▸ **What you have to do**
Which lines run from the one containing "Query: stone ruin" to the end of the listing below? Write them out exactly, both ends included, with nothing else.

▸ **Data**
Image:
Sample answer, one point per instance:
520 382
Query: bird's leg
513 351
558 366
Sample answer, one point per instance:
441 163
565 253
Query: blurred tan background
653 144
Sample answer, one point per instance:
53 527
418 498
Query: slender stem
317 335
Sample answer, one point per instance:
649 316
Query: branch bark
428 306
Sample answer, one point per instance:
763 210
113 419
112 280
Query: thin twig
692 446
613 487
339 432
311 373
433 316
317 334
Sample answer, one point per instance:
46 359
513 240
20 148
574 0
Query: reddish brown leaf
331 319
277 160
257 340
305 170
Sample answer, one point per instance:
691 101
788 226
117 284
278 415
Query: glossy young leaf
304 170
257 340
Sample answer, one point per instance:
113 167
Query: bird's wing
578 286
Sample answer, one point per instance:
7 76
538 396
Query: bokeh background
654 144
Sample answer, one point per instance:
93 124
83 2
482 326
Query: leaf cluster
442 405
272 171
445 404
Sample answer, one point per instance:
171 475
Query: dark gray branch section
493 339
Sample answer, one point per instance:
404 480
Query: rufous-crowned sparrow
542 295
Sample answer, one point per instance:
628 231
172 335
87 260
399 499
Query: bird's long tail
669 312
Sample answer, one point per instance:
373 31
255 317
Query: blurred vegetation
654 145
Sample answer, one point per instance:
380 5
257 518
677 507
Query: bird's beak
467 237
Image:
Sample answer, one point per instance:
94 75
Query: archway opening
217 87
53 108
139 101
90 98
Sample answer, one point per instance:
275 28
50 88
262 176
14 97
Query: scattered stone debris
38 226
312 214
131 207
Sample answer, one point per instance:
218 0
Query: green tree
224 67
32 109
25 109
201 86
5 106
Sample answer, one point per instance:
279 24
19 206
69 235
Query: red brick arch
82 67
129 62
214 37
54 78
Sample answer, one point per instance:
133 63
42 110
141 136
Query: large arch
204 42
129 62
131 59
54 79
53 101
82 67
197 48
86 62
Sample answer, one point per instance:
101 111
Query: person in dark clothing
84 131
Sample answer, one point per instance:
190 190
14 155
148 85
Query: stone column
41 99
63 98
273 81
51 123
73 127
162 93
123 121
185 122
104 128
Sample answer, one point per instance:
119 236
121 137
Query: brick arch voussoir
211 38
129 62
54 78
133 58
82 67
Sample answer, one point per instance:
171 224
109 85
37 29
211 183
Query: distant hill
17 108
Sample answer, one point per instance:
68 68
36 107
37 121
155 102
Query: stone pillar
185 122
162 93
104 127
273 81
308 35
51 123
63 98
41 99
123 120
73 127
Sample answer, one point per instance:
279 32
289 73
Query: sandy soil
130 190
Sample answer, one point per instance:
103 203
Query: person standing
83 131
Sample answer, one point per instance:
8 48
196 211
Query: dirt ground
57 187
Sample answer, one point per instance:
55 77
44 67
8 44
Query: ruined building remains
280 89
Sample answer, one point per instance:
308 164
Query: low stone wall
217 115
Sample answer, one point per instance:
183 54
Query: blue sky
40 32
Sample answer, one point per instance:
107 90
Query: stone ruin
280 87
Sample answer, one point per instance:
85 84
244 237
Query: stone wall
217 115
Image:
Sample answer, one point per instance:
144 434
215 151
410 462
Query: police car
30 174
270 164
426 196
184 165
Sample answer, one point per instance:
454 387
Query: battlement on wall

▸ **Solution for this exercise**
Query: stone ruin
280 87
Sample answer, one point per instance:
85 84
244 237
Query: stone wall
217 115
Image:
Sample answer, one point per instance:
144 434
215 151
410 462
Query: police car
30 174
270 164
426 196
184 165
Sample answer, one point per instance:
454 387
Query: battlement on wall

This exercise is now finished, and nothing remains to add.